:: Passage ::
== == ==

# Life insurance help



## Jungle (Feb 17, 2010)

I have recently opened a joint account with my wife and discovered that she has two life insurance policies, under her name. I don't feel this is necessary. FYI I have my own life insurance for me only; it does not cover my spouse. 

For our situation, I'm not clear on what we need. I'm hoping to take some advice or suggestions from answers in this thread. 

We have no kids, but plan to in a couple years. The beneficiaries would be our children, in the future. 

We have two mortgages; one for residential property and another on a rental property. 

I plan to sell the rental property in 1-2 years. (Don't want another rental property)

I plan to pay off my residential mortgage in about 4 years, live and die in my house. (Never move). Other financials are in good order. 

For our life insurance policies she has:

Manulife financial (It doesn't state what type)
$85,000 payable upon death
Entire policy paid for by employer, as company benefit. (around $150 per year) However it's a taxable benefit. She pays the tax man income tax this money spent by employer. 

Canada Life 
Term 20 (renews every 20 years for 60 years max)
$250,000 payable upon death
$16.XX per month


What do you think?


----------



## Four Pillars (Apr 5, 2009)

It depends on what your financial goals for the survivor are in the event of a death.

http://www.getrichslowly.org/blog/2010/03/01/how-much-life-insurance-do-you-really-need/


----------



## OhGreatGuru (May 24, 2009)

I am concerned about the way you have phrased some of your questions, and that you would be seeking support for your side of a disgreement with your spouse, rather than both of you coming together for advice.

== == ==

Coordinate annotation records
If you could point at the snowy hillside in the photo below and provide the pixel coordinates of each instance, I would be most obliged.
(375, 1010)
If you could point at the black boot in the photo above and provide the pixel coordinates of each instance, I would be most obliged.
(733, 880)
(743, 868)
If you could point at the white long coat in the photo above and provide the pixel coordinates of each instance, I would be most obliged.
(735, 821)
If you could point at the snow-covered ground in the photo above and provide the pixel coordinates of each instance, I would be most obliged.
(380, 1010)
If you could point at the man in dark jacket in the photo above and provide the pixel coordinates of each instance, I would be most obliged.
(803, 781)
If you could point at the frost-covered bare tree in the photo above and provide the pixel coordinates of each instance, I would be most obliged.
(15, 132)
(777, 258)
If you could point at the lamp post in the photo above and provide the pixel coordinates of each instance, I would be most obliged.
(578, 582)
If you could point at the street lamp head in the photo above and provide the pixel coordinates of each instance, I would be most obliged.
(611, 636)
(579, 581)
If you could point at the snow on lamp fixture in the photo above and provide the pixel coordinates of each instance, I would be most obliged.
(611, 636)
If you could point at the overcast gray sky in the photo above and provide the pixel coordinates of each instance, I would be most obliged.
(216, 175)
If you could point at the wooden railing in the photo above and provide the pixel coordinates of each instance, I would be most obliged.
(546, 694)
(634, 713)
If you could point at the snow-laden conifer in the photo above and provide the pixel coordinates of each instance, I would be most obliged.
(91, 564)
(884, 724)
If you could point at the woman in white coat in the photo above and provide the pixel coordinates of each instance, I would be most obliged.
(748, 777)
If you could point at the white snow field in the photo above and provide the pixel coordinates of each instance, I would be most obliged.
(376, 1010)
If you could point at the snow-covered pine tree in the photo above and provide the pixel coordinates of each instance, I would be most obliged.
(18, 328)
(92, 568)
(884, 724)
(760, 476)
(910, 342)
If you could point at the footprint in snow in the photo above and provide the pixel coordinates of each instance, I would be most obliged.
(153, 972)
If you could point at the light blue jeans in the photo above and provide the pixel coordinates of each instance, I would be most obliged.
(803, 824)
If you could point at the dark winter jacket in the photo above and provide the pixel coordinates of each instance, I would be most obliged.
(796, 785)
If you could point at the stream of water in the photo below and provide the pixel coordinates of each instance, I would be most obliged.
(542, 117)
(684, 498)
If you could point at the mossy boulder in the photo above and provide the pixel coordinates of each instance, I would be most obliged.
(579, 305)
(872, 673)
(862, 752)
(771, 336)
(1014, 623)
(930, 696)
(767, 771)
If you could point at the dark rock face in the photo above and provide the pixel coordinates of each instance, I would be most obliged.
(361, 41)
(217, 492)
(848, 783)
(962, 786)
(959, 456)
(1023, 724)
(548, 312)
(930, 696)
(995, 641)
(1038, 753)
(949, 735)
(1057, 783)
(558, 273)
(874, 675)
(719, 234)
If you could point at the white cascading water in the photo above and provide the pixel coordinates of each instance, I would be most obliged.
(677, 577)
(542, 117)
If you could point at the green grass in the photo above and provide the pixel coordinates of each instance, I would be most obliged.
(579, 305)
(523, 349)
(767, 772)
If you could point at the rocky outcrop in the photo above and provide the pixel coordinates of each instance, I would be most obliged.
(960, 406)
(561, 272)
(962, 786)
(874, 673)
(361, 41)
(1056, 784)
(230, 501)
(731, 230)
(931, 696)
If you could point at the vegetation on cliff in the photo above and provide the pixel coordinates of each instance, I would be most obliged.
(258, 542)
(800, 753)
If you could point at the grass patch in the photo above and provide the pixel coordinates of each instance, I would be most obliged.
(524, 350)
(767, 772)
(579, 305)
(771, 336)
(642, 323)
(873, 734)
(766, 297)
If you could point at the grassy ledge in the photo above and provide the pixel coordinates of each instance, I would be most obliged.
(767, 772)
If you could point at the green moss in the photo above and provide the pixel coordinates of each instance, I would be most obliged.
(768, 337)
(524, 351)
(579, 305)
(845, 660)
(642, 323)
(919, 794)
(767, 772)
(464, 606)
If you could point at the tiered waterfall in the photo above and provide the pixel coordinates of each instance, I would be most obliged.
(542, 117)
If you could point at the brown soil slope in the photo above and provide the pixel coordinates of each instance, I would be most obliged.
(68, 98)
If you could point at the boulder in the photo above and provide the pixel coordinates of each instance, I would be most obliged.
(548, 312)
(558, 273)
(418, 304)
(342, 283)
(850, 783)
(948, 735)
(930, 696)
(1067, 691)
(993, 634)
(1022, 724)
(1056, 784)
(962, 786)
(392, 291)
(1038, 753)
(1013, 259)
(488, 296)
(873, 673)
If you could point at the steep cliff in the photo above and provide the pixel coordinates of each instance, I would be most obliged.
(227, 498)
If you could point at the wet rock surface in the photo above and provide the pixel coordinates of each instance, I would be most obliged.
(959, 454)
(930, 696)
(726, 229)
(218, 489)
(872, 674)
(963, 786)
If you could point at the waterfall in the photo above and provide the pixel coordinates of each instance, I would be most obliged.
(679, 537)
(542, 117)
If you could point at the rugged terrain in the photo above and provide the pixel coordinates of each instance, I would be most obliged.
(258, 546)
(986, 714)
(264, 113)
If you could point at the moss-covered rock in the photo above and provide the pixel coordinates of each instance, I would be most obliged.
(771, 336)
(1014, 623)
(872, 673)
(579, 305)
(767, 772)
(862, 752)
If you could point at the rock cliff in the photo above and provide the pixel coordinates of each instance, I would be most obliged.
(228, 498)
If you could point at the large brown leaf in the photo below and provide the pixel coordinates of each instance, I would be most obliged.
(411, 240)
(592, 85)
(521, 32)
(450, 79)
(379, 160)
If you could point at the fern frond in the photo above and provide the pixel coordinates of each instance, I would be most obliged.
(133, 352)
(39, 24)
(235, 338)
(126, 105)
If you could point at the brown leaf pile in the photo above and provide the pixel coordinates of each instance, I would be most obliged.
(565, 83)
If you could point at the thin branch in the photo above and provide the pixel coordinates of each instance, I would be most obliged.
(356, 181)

== == ==

:: Written instruction 1 ::
Translate this sentence from the life insurance thread into Spanish: "We have no kids, but plan to in a couple years."
:: Written instruction 2 ::
Please copy the life insurance thread word for word, everything from "We have no kids, but" down to "state what type)".
:: Written instruction 3 ::
Write the next part of the life insurance thread, picking up right after its last sentence.

:: Exercise answer 1 ::
No tenemos hijos, pero planeamos tenerlos en un par de años.

:: Exercise answer 2 ::
We have no kids, but plan to in a couple years. The beneficiaries would be our children, in the future. 

We have two mortgages; one for residential property and another on a rental property. 

I plan to sell the rental property in 1-2 years. (Don't want another rental property)

I plan to pay off my residential mortgage in about 4 years, live and die in my house. (Never move). Other financials are in good order. 

For our life insurance policies she has:

Manulife financial (It doesn't state what type)

:: Exercise answer 3 ::
_I have recently opened a joint account with my wife and discovered that she has two life insurance policies, under her name. _

I have difficulty with the modern practice of some spouses of keeping their finances so separate that you would only have just "discovered" by accident that she has 2 insurance policies. It seems to me you both need to agree on full disclosure of your financial positions, whether or not you have a joint account. How in the world can you have an intelligible estate plan without this?

_I don't feel this is necessary. _

Why not? And why does she feel it is?

_FYI I have my own life insurance for me only; it does not cover my spouse._

Why is it OK for you to have your own life insurance, and not her?

_We have two mortgages; .... I plan to sell the rental property in 1-2 years. I plan to pay off my residential mortgage in about 4 years, ..._

Why isn't it all "We"? Doesn't your spouse agree with this plan?

Given the cost disparity between the ManuLife policy and the Canada Life, it sounds like the Manulife may be some form of Whole Life. You should get this verified. What happens if she stops working there? Does the policy lapse or does she have to pay the premiums? The general view on this forum is that term insurance is the only kind worth buying, but there may be exceptions depending on circumstances.

Most people recommend couples have sufficient term insurance to cover their principal mortgages (i'm assuming your income property has a positive cash flow). People often make the mistake of insuring ony the main income earner. But if Mom gets run over by a bus, Dad is left with paying the mortgage plus full-time day care/home care for the kids.

PS: Who are the beneficiaries of these policies? (both hers & yours.) You don't want them paid to "estate" because they will held up in probate and subject to probate fees. Unless you want them payable to someone else (and there may be reasons for that) you should have declared each other as beneficiaries.


----------



## MoneyGal (Apr 24, 2009)

Nah, it won't be a whole life policy - just a group policy available to employees only (you can usually convert it to an individual policy if you leave the company, but not at the same cost). 

The thing that struck me from this post was the use of the phrase an insurance policy "that covers me" or that "does not cover me."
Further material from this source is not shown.